■ Work required ■
Could you repeat every record exactly as it appears?
::: Information provided
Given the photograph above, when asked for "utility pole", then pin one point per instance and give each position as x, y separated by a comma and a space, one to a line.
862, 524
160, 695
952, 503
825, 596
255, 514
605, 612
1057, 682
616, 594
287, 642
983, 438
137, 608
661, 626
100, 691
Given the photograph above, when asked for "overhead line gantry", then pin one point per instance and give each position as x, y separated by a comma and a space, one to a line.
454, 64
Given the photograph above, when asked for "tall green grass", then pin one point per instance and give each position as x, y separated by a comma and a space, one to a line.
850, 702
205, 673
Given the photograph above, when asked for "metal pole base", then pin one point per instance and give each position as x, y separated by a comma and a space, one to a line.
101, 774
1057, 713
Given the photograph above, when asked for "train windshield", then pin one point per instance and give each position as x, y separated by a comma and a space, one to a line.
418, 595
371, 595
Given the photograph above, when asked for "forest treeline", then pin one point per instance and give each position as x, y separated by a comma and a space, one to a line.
::::::
■ Finished exercise ■
Given the photograph above, when asked for "utility pole", then pin one point per instance and give each position as x, y separated by a comma and a space, one to a line.
862, 524
160, 695
952, 503
825, 596
255, 514
605, 612
1057, 682
616, 594
287, 642
983, 438
137, 608
661, 626
100, 691
Given the photograph above, when asked for "overhead line gantry", then pin one point per instance and give each position as x, y separated by a comma and a space, one to a line.
454, 64
Given the photograph above, when asked for "tall green grass", then pin one point per instance and give each position as x, y separated by a comma and a space, one to a line.
850, 702
205, 673
Given the photograph above, when asked for "metal pole base", then pin one point per instance and give each position as x, y separated by a comma and a space, one to a line.
101, 774
1057, 713
Given the photograph above, when asked for "train windshield", then pin one point per instance and give each position as x, y separated by a comma and a space, one to a line.
418, 595
371, 595
Given the photograph above, when asked for "forest treeline", then pin one point per instance and give each position as x, y separated by a comma and a space, one to a line.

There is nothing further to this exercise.